# EXERCISES:
**a)** In the IT cost-savings discussion, what does Tom Soderstrom say they do when a prototype in the cloud turns out not to have merit?
**b)** Extend the panel discussion on IT cost savings beyond its final line.

A related way is to consult with the business and ask them how can we help them save money -- and that’s a welcome conversation. It doesn’t have to be large; it just has to be compelling. And if we do these low-cost projects for the businesses, they will like them because it’s their ideas, they are the leaders, and the prototypes were fairly inexpensive and quick to start with. The early users can become the initial support tier, which means we don’t need to spin up the whole help desk around it. If we get a lot of positive feedback, we will get a budget for a larger implementation, and roll it out to the rest of the businesses in a larger fashion. An additional benefit is that the early business adopters now double as IT leaders. This is also a way to gradually build an effective architecture, as we can ensure that these prototypes fit into the target architecture, and part of that is shutting down duplicate systems.
Cliff Tamplin: I thoroughly agree that if you haven’t got a plan at least for the big picture, how it all fits together, you’re in a fragmented environment. One of the things that I think is pretty important is the whole concept of a data architecture because again with all these things popping up all over the place, it’s harder to approach the concept of master data management. The classic case of that being “What’s a customer?” If that piece of the architecture is not in place so that the different groups that are rapidly spinning out new systems and building or buying solutions, if they don’t all try and connect, it makes life challenging, to put it politely.
Merv Tarde: With our architecture, we make sure that we try to abide to the architecture that we have unless we are modifying or enhancing some legacy system that we had, but we’ve been fortunate lately. We have been retiring quite a few, which has helped in terms of reducing some of those expenses. We have to do a lot better at that too.
Tom Soderstrom: Another way to measurably save money is to use the cloud. We use cloud computing heavily for the right things, prototyping being an example where we can do that very rapidly. If it looks like the prototype has merit, we can move it to whatever environment we want. If it doesn’t, we just shut it off and stop paying for compute time. The cloud can help us move more quickly and can save a lot of money, even on operational things. It’s arguable how much it saves for a legacy large application, but we’re moving in that direction. We just haven’t started moving those yet because our legacy environment tends to be well optimized.
Merv Tarde: One of the things we just started within the last couple of months with our new CEO is going through and looking at every initiative that we have on the plate, IT project or non-IT, as long as it takes resources and money to do them. As a group we’re laying them all out on the board and we are prioritizing them and, in a lot of cases, basically saying “not now” so we move them to a ‘delay’ or an ‘ignore’ category, and as we get more cycles on that I think that is going to save us a lot. And we’ll be more focused on the right things, whether it’s reducing expenses or increasing revenue, so I think that will help in the Op-Ex area.
TEP: Sounds a little bit like the Seven Habits of Successful People. You move the stuff you can safely ignore off to the side and don’t devote energy to it.

# GIVEN RECORDS:
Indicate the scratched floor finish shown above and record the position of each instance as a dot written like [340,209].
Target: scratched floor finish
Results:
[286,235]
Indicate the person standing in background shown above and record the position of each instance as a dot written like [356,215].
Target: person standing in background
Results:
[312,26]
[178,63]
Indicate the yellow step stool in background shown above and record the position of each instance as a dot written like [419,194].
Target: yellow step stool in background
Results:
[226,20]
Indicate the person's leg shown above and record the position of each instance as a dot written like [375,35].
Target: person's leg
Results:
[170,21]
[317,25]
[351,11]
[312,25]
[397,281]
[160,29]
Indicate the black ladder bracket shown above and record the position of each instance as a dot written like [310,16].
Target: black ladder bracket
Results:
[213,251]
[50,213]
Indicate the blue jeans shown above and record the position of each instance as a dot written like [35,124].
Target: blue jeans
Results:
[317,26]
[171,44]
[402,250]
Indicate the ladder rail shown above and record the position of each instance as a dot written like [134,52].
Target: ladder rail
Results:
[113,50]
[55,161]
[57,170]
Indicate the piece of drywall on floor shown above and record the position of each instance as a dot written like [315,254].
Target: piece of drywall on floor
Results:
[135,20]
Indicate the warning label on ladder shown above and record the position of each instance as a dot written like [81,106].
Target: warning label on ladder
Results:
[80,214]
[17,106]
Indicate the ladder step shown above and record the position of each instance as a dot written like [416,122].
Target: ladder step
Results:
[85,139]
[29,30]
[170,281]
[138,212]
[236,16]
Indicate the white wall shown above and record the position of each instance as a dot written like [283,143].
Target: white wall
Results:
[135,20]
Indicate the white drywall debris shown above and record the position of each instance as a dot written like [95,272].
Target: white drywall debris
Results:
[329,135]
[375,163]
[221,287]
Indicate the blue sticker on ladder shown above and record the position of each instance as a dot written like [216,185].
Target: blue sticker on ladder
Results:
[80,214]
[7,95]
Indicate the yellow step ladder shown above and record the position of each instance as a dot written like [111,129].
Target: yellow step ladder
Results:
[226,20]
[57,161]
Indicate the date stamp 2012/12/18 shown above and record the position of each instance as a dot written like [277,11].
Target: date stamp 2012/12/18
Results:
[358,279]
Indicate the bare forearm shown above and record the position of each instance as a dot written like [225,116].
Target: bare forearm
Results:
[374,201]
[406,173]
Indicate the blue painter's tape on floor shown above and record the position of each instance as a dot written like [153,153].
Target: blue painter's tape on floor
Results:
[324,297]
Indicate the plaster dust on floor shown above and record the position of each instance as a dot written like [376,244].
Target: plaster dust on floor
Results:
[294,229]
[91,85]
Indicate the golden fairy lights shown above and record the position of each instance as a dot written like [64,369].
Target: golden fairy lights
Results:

# RESULTS IN ORDER:
**a)** They shut it off and stop paying for compute time.

**b)**
Merv Tarde: Right. Now we’re really focusing on a few things and putting them at a high priority and we all agree, every one of the officers, that if a project comes along that needs resources and it’s one of those high-priority projects, you are allowed to bump and delay something else that’s in progress.
Tom Soderstrom: Does that work across departments? Do you do that collaboratively or are people just bumping within their own sphere?
Merv Tarde: It’s done collaboratively, all the way down to the senior manager level. In IT I have a monthly team meeting so I get the entire IT organization together and we go through what we’ve done in terms of starting up new projects and also delaying some, and what we’ve implemented to make sure that everybody, whether they were involved or not, knows what’s going on within IT and the business. Since we’re mostly centralized with our headquarters, we take everybody to an adjacent hotel and a banquet room a couple of times a year, and we go over all of our business plans and how we’re achieving them and, in some cases, how we’re behind. So, we try to make sure that we communicate as well as possible.
CEO or Line of Business: Who Better Enables the CIO as a Strategist?
TEP: The second topic we wanted to touch on today came up in conversation with a CEO in Chicago recently. He said if you want to get something done, if you want to sell a project through, if you want to get it funded, and by extension to become a better business strategist because you’re more enmeshed with those issues, it’s more important for the CIO to be close to line of business leader. So we wondered, are there any cases where you’ve gone to line of business leaders with technology ideas that were going to solve problems and were able to sell it through, and have you had better luck doing that with your CEO?
Tom Soderstrom: We’ve started with both the CEO and line of business leader and both work. In my opinion, it works much faster if you go to the CEO first. If you start with the line of business leader and the CEO disagrees the interest will wane quickly. But if you start with the CEO and get a good response, the CEO will talk with the line of business leader and say, “Here’s something that you will find interesting.” Because the IT leader and the business leader are now working on an initiative that has the CEO’s attention, it maximizes your chance of success. So, if we had to choose, I would start with the CEO.
Merv Tarde: I’ve done it both ways, but mostly I do it through line of business and make sure that we’re well aligned, that we have good relationships. Then again, the CEO and I probably get together at least a couple of times a month, so we see a lot of each other.
Cliff Tamplin: I’m going to use that consultant voice again: It depends on what the thing is. We tend to be a pretty collaborative organization, so if something comes down from the CEO, then it may well be resisted. Most of the time it tends to be far better if you’ve got groundswell and got everybody aligned so that there’s more support for whatever’s going on.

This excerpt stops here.